═══ DATA UNDER STUDY ═══

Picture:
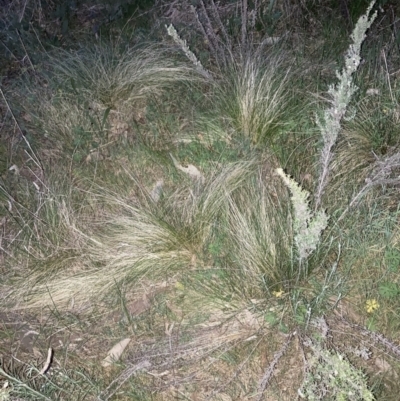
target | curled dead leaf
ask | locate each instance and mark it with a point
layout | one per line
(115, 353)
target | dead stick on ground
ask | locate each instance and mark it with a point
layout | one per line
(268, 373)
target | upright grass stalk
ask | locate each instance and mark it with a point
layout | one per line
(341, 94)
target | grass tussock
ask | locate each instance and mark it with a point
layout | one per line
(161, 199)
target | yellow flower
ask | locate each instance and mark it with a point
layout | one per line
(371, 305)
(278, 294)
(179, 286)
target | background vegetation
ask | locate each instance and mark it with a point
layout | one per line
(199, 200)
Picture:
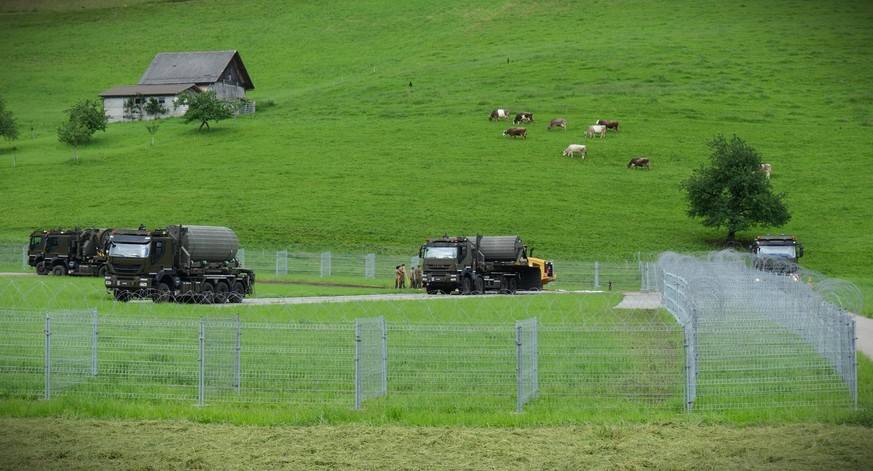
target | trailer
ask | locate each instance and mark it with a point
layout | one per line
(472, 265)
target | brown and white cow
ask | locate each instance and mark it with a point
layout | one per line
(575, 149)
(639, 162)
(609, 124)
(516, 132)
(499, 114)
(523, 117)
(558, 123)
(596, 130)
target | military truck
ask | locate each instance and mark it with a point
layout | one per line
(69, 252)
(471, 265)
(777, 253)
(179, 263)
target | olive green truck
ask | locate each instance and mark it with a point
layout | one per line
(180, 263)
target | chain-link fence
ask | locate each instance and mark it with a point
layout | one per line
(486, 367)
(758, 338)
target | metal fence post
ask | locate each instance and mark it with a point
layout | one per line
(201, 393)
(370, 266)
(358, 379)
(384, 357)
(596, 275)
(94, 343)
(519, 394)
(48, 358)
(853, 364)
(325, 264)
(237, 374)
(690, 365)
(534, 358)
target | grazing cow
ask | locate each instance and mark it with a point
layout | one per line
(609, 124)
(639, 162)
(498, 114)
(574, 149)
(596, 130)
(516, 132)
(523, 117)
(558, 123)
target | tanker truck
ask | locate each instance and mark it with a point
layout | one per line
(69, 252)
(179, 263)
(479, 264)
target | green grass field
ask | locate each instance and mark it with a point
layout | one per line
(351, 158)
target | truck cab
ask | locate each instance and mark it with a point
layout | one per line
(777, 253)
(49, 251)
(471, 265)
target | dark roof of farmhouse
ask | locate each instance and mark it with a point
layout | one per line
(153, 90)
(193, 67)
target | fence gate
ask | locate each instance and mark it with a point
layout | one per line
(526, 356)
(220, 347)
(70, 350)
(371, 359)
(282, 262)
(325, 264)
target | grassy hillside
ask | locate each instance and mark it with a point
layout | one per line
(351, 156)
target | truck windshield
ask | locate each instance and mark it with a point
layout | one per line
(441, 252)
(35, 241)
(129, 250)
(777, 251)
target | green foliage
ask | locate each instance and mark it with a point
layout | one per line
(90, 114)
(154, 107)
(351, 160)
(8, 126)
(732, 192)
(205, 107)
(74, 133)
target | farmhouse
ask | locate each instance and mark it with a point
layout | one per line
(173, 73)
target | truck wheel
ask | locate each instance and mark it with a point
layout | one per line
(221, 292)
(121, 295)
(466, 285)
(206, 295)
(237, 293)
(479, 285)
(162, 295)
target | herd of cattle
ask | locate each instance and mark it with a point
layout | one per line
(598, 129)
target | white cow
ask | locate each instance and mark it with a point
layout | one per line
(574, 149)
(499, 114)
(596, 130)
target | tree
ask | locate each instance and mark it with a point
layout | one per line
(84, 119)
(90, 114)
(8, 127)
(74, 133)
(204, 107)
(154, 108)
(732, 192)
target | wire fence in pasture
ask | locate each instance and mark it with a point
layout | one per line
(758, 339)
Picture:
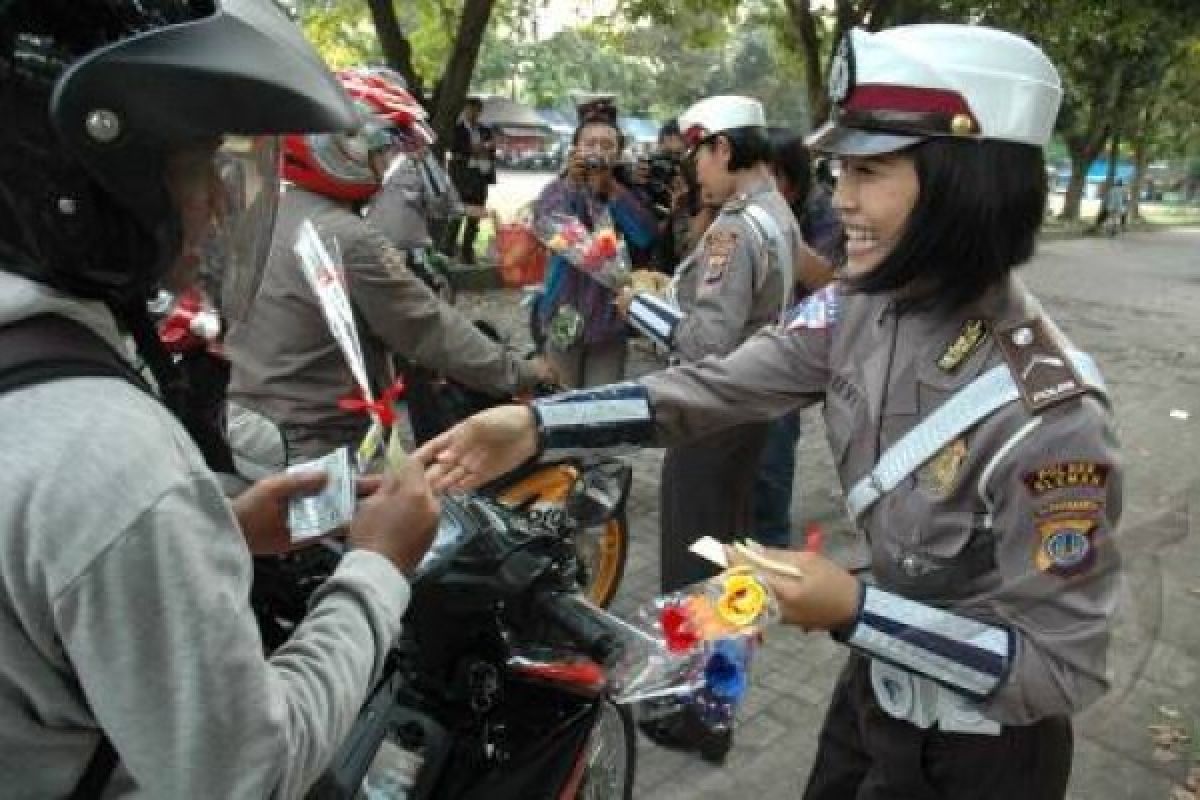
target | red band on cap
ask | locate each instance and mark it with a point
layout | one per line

═══

TASK GOAL = Repeat the listing above word for word, omitting the pictures.

ANSWER SPACE =
Picture:
target | curled dead leaf
ask | locate each instance and mark it with a point
layout | one per line
(115, 353)
target | dead stick on ground
ask | locate each instance and mark it with a point
layout | one per line
(268, 373)
target | upright grass stalk
ask | locate each instance and mark it with a point
layout | one per line
(341, 94)
target | grass tussock
ask | locate each instance and mark it with a point
layout | one per line
(161, 199)
target | yellow flower
ask | locate each instance and mark it with a point
layout | one per line
(371, 305)
(278, 294)
(179, 286)
target | background vegetation
ask | locate each instance and mark it with a point
layout | one per line
(199, 200)
Picture:
target | trailer
ask | locate each instance and mark it with a point
layout | one per line
(472, 265)
target | brown and white cow
ask | locate each instance and mark it with a point
layout | one per line
(575, 149)
(639, 162)
(609, 124)
(516, 132)
(499, 114)
(523, 117)
(558, 123)
(596, 130)
target | military truck
ask | locate each instance and mark it with a point
layout | one per line
(69, 252)
(471, 265)
(777, 253)
(179, 263)
target | olive green truck
ask | locate each instance and mark it with a point
layout | one per line
(180, 263)
target | chain-link fence
ask | locate each instance and mark it with a point
layout | one per line
(486, 367)
(758, 338)
target | metal fence post
ask | locate each instance and mark it with a point
layout | one per line
(201, 393)
(370, 266)
(358, 379)
(384, 357)
(596, 275)
(94, 343)
(519, 394)
(48, 358)
(853, 364)
(325, 264)
(237, 374)
(690, 365)
(534, 358)
target | grazing cow
ask | locate each instance and mark it with a point
layout | one per line
(609, 124)
(639, 162)
(498, 114)
(574, 149)
(596, 130)
(516, 132)
(523, 117)
(558, 123)
target | tanker truck
ask | locate each instance and mark it with a point
layout | one per line
(69, 252)
(179, 263)
(479, 264)
target | green grass field
ask | locate each instance and mark it with a point
layout | one per line
(351, 158)
target | truck cab
ask | locate each instance and mark it with a point
layout | one per line
(777, 253)
(49, 251)
(471, 265)
target | dark roof of farmhouse
ask | locate each instance and mark it with a point
layout | one per line
(153, 90)
(193, 67)
target | fence gate
ask | locate each instance and mark it with a point
layout | one per line
(526, 356)
(220, 347)
(70, 350)
(371, 359)
(282, 262)
(325, 264)
target | grassy hillside
ask | locate each instance and mark it with a point
layout | one per line
(351, 156)
target | truck windshield
ask | locate each instance and mark it with a point
layout | one per line
(441, 252)
(35, 241)
(129, 250)
(777, 251)
target | green foliage
ask | locate each instance and mark it with a point
layout | one per line
(90, 114)
(154, 107)
(351, 160)
(8, 126)
(732, 192)
(205, 107)
(74, 133)
target | farmhouse
ask | locate each instance and mark it with a point
layout | one per line
(173, 73)
target | truck wheel
ask | locate each instance and mark it with a point
layout | one per line
(221, 292)
(121, 295)
(466, 285)
(206, 295)
(237, 293)
(479, 285)
(162, 295)
target | herd of cattle
ask | locate each instance and mark it with a point
layout | one per line
(598, 129)
target | white cow
ask | locate each instance and mark it with a point
layout | one per line
(574, 149)
(499, 114)
(596, 130)
target | tree
ask | locate each instance and mark it with a point
layout | one per line
(84, 119)
(90, 114)
(8, 127)
(74, 133)
(204, 107)
(154, 108)
(732, 192)
target | wire fence in pasture
ask | locate each instance and mark it with a point
layout | one per line
(758, 339)
Picture:
target | red band on cap
ask | locate each instance and mark it with a point
layout | one per line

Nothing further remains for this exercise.